Briand again served as Minister of Justice 1912-13 under the premiership of the rightwinger Raymond Poincaré (soon to become president of the Republic), before again becoming prime minister for a few months from 21 January 1913 until 22 March 1913.

=== First World War ===

====1914–15====
At the end of August 1914, following the outbreak of the First World War, Briand again became minister of justice when René Viviani reconstructed his ministry. In the winter of 1914–15 Briand was one of those who pushed for an expedition to Salonika, in the hope of helping Serbia, and perhaps bringing Greece, Romania, Bulgaria and Italy into the war as a pro-French bloc, which would also act as a barrier to future Russian expansion in the Balkans. He got on well with Lloyd George, who was also, contrary to military advice, keen for operations in the Balkans, and had a long talk with him on 4 February 1915. Briand was the main mover in persuading Maurice Sarrail to accept the Salonika command in August 1915.

In October 1915 following an unsuccessful French offensive and the entry of Bulgaria, Briand again became prime minister (29 October 1915), succeeding René Viviani. He also became foreign minister for the first time, a post held by Théophile Delcassé until the final weeks of the previous government. He was also pledged to "unité de front", not just between the military and Parliament but also closer links with the other Allies, a pledge met with "prolonged, thunderous applause" by the deputies.

Draft proposals for Allied cooperation, prepared by Lord Esher and Maurice Hankey were on the table by the time British prime minister H. H. Asquith visited Paris on 17 November (mainly to discuss Greece, and only his second wartime talks with France; the first had been with Viviani in July 1915).

The opening weeks of Briand's ministry required him to broker an agreement between General Gallieni, the new War Minister, and General Joffre, newly (2 December) promoted to "Commander-in-Chief of the French Armies" (generalissimo) over all theatres apart from North Africa.

== Data under study ==

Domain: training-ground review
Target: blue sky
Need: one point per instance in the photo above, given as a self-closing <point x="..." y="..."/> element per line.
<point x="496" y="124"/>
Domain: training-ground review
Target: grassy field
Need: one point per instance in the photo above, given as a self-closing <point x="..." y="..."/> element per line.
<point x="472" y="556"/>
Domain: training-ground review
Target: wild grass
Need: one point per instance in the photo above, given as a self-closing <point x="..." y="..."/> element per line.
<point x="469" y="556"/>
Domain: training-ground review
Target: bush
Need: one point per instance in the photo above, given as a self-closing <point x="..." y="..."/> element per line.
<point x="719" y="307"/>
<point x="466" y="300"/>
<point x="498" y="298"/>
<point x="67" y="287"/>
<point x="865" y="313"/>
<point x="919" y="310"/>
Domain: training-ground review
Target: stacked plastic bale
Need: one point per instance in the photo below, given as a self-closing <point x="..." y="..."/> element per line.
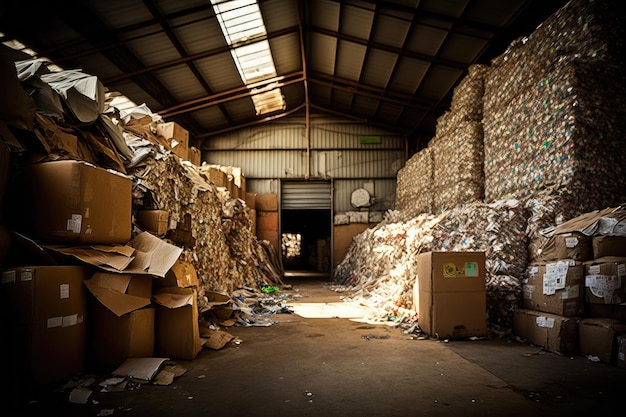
<point x="554" y="113"/>
<point x="413" y="188"/>
<point x="457" y="148"/>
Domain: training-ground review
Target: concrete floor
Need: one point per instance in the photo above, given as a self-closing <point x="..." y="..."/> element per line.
<point x="337" y="367"/>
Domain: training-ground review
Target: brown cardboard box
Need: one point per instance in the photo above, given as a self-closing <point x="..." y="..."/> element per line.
<point x="598" y="338"/>
<point x="123" y="318"/>
<point x="182" y="274"/>
<point x="251" y="200"/>
<point x="154" y="221"/>
<point x="611" y="311"/>
<point x="267" y="202"/>
<point x="195" y="156"/>
<point x="574" y="245"/>
<point x="216" y="176"/>
<point x="267" y="220"/>
<point x="452" y="294"/>
<point x="271" y="236"/>
<point x="72" y="202"/>
<point x="176" y="136"/>
<point x="605" y="281"/>
<point x="47" y="307"/>
<point x="554" y="333"/>
<point x="555" y="287"/>
<point x="608" y="246"/>
<point x="177" y="332"/>
<point x="621" y="350"/>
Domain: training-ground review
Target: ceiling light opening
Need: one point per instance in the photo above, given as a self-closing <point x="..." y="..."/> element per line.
<point x="243" y="28"/>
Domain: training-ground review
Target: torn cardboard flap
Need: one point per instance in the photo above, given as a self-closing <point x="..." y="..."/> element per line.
<point x="142" y="369"/>
<point x="174" y="297"/>
<point x="144" y="254"/>
<point x="153" y="255"/>
<point x="110" y="290"/>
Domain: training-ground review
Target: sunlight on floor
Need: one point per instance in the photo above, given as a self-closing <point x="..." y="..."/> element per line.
<point x="329" y="310"/>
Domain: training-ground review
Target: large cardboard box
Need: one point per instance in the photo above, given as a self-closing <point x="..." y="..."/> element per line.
<point x="267" y="202"/>
<point x="555" y="287"/>
<point x="195" y="156"/>
<point x="575" y="246"/>
<point x="182" y="274"/>
<point x="554" y="333"/>
<point x="154" y="221"/>
<point x="123" y="318"/>
<point x="72" y="202"/>
<point x="452" y="294"/>
<point x="621" y="350"/>
<point x="267" y="220"/>
<point x="598" y="338"/>
<point x="605" y="281"/>
<point x="47" y="308"/>
<point x="177" y="332"/>
<point x="608" y="246"/>
<point x="177" y="138"/>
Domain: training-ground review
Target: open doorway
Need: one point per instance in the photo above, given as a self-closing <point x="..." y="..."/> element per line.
<point x="306" y="226"/>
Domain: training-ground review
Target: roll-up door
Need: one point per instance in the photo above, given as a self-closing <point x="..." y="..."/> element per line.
<point x="306" y="195"/>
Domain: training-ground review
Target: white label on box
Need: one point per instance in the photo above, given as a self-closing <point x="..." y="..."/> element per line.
<point x="70" y="320"/>
<point x="26" y="275"/>
<point x="603" y="286"/>
<point x="558" y="273"/>
<point x="571" y="291"/>
<point x="64" y="291"/>
<point x="55" y="322"/>
<point x="543" y="321"/>
<point x="471" y="269"/>
<point x="74" y="223"/>
<point x="528" y="291"/>
<point x="8" y="277"/>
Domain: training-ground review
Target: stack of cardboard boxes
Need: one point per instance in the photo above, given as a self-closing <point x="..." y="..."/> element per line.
<point x="575" y="297"/>
<point x="267" y="218"/>
<point x="63" y="312"/>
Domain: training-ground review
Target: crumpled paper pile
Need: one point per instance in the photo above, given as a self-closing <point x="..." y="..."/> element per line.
<point x="380" y="267"/>
<point x="226" y="255"/>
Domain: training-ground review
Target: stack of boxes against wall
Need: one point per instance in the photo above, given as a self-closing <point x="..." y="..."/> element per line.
<point x="56" y="324"/>
<point x="553" y="122"/>
<point x="575" y="291"/>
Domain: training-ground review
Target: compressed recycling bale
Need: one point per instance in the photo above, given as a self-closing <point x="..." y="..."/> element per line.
<point x="413" y="189"/>
<point x="458" y="166"/>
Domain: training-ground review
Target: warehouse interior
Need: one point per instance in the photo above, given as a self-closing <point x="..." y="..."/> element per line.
<point x="341" y="206"/>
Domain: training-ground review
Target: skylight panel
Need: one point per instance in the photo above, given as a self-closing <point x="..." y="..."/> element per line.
<point x="243" y="28"/>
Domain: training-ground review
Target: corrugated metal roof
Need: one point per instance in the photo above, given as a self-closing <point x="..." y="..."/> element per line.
<point x="389" y="63"/>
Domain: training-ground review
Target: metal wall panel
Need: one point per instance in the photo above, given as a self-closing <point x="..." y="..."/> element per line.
<point x="262" y="164"/>
<point x="305" y="195"/>
<point x="383" y="192"/>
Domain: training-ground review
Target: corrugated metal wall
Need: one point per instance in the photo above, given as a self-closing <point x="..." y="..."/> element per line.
<point x="278" y="150"/>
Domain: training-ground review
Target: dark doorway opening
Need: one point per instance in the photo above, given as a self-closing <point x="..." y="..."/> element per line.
<point x="306" y="239"/>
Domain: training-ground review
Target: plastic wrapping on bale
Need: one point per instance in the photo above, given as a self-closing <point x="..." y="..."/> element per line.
<point x="554" y="114"/>
<point x="468" y="95"/>
<point x="457" y="166"/>
<point x="380" y="266"/>
<point x="413" y="188"/>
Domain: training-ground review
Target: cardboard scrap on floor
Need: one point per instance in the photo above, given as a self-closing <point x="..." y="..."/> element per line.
<point x="140" y="369"/>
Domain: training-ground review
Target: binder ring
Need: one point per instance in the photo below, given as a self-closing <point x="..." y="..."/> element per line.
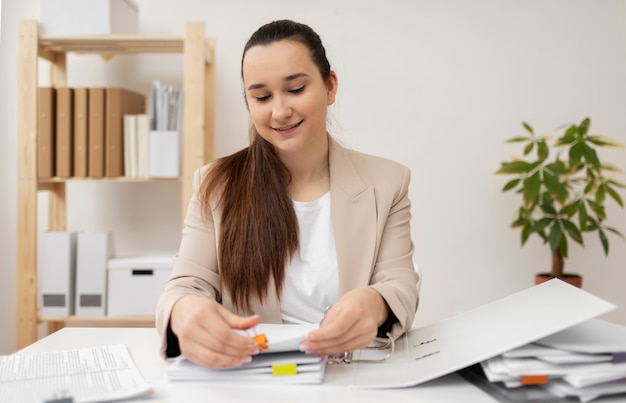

== Activities ==
A. Reproduce the Briand passage word for word from "In October 1915" up to and including "in July 1915).".
B. In the Briand passage, on what date in 1915 did Briand again become prime minister?

== Answers given ==
A.
In October 1915 following an unsuccessful French offensive and the entry of Bulgaria, Briand again became prime minister (29 October 1915), succeeding René Viviani. He also became foreign minister for the first time, a post held by Théophile Delcassé until the final weeks of the previous government. He was also pledged to "unité de front", not just between the military and Parliament but also closer links with the other Allies, a pledge met with "prolonged, thunderous applause" by the deputies.

Draft proposals for Allied cooperation, prepared by Lord Esher and Maurice Hankey were on the table by the time British prime minister H. H. Asquith visited Paris on 17 November (mainly to discuss Greece, and only his second wartime talks with France; the first had been with Viviani in July 1915).

B. 29 October 1915